[start of Records for the task]

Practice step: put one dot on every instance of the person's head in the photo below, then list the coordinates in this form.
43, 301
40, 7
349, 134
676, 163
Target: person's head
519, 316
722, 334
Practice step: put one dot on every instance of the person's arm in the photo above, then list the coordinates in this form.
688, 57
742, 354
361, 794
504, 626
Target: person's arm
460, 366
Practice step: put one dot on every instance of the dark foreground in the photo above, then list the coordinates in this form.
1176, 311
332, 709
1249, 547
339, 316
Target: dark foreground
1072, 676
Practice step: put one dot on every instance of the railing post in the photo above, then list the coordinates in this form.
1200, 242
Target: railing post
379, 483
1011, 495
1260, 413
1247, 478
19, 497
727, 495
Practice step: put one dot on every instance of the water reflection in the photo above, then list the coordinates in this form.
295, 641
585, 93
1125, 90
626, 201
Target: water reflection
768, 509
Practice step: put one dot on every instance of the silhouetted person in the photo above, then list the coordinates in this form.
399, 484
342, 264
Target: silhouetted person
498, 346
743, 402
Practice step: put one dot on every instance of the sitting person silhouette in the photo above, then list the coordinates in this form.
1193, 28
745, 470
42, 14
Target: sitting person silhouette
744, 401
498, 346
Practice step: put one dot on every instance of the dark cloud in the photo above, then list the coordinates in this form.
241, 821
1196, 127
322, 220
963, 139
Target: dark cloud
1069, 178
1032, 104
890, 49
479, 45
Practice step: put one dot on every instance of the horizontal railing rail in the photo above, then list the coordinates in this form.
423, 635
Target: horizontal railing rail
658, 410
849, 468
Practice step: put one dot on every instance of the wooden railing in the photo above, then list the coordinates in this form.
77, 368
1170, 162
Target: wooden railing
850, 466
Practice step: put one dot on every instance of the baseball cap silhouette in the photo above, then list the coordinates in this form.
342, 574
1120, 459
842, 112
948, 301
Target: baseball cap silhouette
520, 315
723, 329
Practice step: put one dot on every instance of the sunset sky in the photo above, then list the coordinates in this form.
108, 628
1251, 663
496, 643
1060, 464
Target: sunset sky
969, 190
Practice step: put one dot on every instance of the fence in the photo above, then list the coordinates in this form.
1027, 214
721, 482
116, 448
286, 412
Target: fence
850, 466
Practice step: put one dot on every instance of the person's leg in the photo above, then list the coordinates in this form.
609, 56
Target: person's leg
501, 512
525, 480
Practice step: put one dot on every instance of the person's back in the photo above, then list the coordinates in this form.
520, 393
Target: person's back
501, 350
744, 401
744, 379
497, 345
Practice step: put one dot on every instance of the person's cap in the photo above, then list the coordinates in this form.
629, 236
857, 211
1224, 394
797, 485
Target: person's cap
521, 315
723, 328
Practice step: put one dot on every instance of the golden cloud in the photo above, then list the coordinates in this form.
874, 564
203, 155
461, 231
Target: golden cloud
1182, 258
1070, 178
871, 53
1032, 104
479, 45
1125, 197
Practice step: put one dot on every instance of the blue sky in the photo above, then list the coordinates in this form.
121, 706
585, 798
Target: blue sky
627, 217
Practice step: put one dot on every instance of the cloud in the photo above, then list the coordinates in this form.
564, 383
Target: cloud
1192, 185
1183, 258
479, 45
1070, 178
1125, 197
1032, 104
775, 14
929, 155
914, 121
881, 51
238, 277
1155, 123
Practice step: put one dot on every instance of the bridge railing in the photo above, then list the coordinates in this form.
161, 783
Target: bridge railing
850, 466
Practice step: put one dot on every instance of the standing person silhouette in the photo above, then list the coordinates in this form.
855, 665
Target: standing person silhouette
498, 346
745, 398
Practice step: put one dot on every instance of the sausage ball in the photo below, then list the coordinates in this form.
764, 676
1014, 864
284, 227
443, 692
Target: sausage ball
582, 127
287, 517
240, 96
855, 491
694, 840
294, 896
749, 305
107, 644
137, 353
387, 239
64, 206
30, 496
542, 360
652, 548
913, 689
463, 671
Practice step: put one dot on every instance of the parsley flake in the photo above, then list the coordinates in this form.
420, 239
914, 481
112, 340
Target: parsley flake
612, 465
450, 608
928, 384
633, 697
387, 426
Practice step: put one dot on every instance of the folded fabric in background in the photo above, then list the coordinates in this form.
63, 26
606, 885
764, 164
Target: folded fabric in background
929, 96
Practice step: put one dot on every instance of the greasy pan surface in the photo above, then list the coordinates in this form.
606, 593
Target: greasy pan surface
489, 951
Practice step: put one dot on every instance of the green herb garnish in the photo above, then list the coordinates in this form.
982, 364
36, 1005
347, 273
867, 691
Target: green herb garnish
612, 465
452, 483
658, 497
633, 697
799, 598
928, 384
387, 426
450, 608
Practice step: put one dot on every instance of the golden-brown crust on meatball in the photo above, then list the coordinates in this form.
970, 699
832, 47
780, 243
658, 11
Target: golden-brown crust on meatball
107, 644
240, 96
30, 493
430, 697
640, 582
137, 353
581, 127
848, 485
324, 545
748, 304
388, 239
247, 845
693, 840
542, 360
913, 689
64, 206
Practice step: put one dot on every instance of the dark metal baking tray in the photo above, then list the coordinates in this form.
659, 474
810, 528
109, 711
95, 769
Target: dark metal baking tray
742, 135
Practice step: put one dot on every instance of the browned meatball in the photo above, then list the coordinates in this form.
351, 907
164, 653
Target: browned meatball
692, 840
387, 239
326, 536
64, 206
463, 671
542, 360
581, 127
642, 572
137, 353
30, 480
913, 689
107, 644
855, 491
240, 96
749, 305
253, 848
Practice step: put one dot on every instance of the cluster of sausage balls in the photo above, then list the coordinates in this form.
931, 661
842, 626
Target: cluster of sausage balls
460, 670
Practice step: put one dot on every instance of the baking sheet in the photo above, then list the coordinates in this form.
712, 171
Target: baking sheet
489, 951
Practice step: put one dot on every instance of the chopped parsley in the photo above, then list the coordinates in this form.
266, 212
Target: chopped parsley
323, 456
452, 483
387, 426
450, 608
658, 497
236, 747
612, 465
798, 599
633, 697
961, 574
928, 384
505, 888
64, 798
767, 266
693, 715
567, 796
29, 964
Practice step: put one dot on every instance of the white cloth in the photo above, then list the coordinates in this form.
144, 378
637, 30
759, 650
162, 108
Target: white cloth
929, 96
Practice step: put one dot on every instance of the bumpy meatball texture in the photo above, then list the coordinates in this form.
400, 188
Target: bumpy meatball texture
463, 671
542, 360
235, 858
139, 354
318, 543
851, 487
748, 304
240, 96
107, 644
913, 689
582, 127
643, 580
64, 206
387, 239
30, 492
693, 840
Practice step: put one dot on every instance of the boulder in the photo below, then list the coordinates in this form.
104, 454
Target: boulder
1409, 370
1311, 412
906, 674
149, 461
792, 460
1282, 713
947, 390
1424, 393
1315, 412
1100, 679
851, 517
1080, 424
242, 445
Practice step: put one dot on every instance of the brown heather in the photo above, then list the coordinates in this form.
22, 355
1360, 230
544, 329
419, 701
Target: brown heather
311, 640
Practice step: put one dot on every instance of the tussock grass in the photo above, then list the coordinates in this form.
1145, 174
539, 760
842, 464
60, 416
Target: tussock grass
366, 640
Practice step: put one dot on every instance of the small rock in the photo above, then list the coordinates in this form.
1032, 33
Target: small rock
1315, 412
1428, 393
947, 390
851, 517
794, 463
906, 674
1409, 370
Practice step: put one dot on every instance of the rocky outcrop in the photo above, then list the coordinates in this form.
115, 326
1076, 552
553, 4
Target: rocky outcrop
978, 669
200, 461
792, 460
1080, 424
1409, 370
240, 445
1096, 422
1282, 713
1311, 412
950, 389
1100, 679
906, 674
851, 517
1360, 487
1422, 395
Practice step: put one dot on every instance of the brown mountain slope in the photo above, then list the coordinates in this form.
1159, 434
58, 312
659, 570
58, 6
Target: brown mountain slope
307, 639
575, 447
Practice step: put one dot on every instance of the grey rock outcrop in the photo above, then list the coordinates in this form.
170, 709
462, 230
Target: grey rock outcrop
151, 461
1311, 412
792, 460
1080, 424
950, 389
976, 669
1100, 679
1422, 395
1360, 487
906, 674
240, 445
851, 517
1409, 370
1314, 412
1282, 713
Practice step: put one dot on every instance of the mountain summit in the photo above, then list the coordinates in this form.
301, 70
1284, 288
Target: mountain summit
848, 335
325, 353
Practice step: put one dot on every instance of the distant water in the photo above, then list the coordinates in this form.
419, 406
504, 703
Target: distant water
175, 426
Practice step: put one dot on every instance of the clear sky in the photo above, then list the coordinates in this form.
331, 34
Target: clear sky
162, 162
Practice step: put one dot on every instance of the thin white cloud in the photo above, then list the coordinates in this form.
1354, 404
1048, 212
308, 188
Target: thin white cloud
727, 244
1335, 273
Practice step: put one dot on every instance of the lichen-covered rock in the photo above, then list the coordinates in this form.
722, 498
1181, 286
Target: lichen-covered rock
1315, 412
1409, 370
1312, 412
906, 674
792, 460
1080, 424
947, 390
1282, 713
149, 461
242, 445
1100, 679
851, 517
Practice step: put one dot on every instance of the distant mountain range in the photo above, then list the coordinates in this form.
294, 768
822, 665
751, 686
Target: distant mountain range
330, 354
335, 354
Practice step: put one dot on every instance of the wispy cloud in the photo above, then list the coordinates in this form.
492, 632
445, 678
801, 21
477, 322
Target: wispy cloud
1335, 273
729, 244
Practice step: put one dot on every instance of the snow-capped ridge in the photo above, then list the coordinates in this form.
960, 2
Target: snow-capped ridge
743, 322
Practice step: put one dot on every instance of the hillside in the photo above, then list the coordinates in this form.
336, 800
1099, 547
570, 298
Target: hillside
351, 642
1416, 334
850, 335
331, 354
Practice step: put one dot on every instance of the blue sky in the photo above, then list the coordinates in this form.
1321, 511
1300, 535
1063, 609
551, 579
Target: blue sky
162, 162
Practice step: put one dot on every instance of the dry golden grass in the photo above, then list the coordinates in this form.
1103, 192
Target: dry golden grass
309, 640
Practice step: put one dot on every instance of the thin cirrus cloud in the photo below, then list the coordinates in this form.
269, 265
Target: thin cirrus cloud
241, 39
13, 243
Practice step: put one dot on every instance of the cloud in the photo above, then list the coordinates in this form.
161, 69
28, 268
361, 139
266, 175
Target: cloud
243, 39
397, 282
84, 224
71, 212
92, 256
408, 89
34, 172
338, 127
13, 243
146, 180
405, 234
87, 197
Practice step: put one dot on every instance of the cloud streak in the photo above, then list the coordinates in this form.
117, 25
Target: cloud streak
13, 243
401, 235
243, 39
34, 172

[end of Records for the task]

_What you have to do_:
Every line from the line containing "Practice step: put one dot on every instance of the dry" to the last line of the material above must be repeated exactly, and no other line.

_Response below_:
Practice step: put one dot on every instance of the dry golden grass in the photo above, then list the coordinates in this form.
1103, 192
Target: dry golden grass
309, 640
Practice step: put one dot on every instance of the thin cirrus cloud in the photo below, then list the coordinates in this form.
269, 265
Target: thin cirrus cloud
241, 39
13, 243
Practice step: put one dot on every instance of the cloud in the photo above, then list the coordinates in this form.
161, 69
28, 268
361, 139
266, 175
Target: cloud
243, 39
397, 282
84, 224
71, 212
92, 256
408, 89
34, 172
338, 127
13, 243
146, 180
405, 234
87, 197
Practice step: put one dot on every instance of the cloud streak in the photo above, then list the coordinates in this form.
117, 25
Target: cloud streak
13, 243
401, 235
243, 39
34, 172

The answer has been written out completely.